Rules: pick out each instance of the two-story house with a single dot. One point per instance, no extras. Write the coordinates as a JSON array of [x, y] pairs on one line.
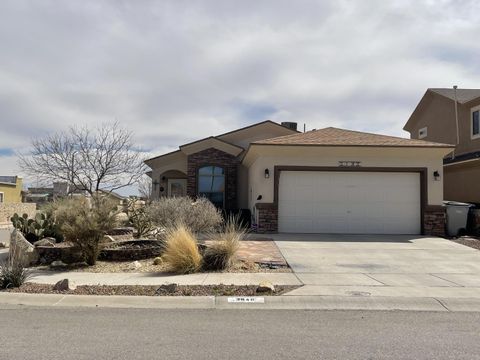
[[452, 116]]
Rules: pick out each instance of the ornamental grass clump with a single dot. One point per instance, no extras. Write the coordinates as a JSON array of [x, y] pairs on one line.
[[181, 252], [220, 255]]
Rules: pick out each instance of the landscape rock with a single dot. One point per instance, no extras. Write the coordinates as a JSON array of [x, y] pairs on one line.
[[166, 289], [57, 264], [65, 285], [21, 250], [265, 286], [45, 242], [135, 265]]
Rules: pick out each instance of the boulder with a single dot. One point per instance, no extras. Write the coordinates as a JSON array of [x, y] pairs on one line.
[[45, 242], [58, 264], [21, 250], [65, 285], [265, 286]]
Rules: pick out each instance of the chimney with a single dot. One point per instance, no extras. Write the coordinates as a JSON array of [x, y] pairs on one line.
[[290, 125]]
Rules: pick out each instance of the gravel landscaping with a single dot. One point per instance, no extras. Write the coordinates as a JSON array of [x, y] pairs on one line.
[[468, 241], [166, 290]]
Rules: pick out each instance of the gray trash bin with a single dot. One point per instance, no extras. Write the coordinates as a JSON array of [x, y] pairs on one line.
[[457, 215]]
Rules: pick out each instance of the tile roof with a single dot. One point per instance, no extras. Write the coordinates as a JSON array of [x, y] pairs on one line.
[[463, 95], [339, 137]]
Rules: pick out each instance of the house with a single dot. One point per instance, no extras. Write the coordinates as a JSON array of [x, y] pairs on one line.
[[452, 116], [322, 181], [10, 189]]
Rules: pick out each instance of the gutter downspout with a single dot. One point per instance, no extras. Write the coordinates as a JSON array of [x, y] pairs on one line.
[[456, 118]]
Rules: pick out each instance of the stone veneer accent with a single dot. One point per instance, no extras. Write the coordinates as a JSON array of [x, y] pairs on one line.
[[434, 221], [214, 157], [267, 218], [8, 209]]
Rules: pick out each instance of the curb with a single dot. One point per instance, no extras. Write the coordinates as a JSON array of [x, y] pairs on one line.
[[222, 302]]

──────────────────────────────

_Problem description_
Rewrite the data above, swapping "single dot" for "single marker" everywhere and changing nothing else. Omit the pictures.

_Full response_
Rules: pick out each instance of the two-story house with a single marker. One point per instance, no extras. Write the coordinates as a JSON array of [x, y] pairs on one line.
[[452, 116]]
Rules: pick out each instance of the ornamental grass clump with a single marker. One point per instance, no extras. Write the coordinates as a JSON array of [x, y] pairs on one line.
[[181, 252], [220, 255]]
Rules: pick out each instance of the landscape rock with a single marker. One point per instance, no extras. Write the coordinates as a JSON array of [x, y] pairs on one line.
[[166, 289], [57, 264], [65, 285], [21, 250], [265, 286], [45, 242], [135, 265]]
Rules: pick out each instance of the boulder with a single marker. One point per instance, no extras. Write the coordinates as a JSON array of [x, y] pairs on one line.
[[45, 242], [58, 264], [21, 250], [65, 285], [265, 286]]
Rules: pick out each instance of the chimney with a single marker. One point per instance, no extras. Write the coordinates as a JSON array of [x, y] pairs on one line.
[[290, 125]]
Rules: pick out each instance of the gravel landscaping with a single marker. One point per instance, no extras. Write the coordinates as a JSON array of [x, y] pairs on one line.
[[468, 241], [166, 290]]
Rules: pick out each instance of the gray trash bin with a single marker. One point per instance, no extras. Write the coordinates as a JSON array of [x, y] pairs on one line.
[[457, 215]]
Rules: pick out each instance of the tile roof with a single marker. One point per instance, no extras. Write the coordinates as a JSON array of [x, y] pairs on one line.
[[463, 95], [339, 137]]
Rules: pick out each instance of the house with a single marker. One point per instance, no extras. Write the coordinates as a JSON array of [x, y] pairs on one line.
[[452, 116], [322, 181], [10, 189]]
Rules: pick out each instance of the gutter downspout with a single marker. One point per instance, no extras. Write the coordinates as a JSON array of [x, y] pairs on one line.
[[456, 118]]
Rules: pick out each instance of the stone veneer accent with a single marker. One point per instance, no extras. Write the coordinates as a JSON array of [x, y] pairs on one line.
[[434, 221], [214, 157], [267, 218], [8, 209]]
Rules: pick out each instance of the curb with a single marker. One point per instance, no extras. Write the coordinates as a JSON array of [x, y] pairs on one line.
[[222, 302]]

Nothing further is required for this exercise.